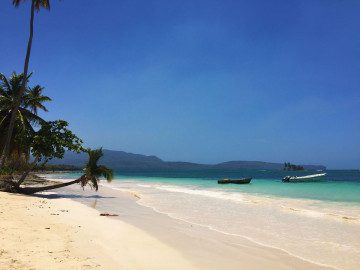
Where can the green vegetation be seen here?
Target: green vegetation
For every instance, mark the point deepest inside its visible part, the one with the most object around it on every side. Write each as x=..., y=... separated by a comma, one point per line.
x=27, y=141
x=35, y=5
x=292, y=167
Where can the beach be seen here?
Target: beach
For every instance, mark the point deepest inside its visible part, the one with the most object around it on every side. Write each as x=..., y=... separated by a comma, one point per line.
x=39, y=233
x=65, y=230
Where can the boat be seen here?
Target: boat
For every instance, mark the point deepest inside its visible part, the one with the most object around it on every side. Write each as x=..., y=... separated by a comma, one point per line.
x=306, y=178
x=235, y=181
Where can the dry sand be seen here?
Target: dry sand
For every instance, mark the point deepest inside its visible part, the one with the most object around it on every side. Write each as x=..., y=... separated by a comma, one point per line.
x=43, y=233
x=38, y=233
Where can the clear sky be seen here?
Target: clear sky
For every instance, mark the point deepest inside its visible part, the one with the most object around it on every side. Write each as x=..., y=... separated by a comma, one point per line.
x=195, y=80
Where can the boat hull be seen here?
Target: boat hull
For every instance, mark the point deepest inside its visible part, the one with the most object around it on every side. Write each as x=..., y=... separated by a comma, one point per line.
x=303, y=179
x=235, y=181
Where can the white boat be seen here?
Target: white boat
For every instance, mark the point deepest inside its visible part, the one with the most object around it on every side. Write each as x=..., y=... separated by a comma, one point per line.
x=306, y=178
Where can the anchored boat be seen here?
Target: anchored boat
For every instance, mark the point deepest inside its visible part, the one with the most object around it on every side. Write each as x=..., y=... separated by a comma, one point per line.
x=235, y=181
x=306, y=178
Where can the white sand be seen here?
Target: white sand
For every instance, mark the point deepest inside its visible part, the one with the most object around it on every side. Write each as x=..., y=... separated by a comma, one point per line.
x=37, y=233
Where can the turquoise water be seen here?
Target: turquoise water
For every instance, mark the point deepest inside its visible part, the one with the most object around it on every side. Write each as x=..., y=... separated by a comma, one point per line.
x=318, y=221
x=337, y=186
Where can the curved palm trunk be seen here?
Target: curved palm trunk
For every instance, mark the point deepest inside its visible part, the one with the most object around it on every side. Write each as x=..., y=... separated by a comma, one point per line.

____

• EXERCISE
Can you write out the entries word for word, starting at the very beginning and going on through the line containing "x=65, y=230", with both ends included? Leave the pictures out of your copy.

• FULL RESPONSE
Where can the green vegetation be seen here?
Target: green vegetation
For every instance, mark the point deepest inside its visible part, the one with the most object around it on every side. Write each as x=..., y=... separated by a comma, one point per line.
x=27, y=141
x=35, y=5
x=292, y=167
Where can the beach be seen here?
Target: beach
For every instance, mark the point deepest inside its visible part, the one with the most object around it on every side. Write each as x=..., y=... separated by a comma, one point per line.
x=39, y=233
x=65, y=230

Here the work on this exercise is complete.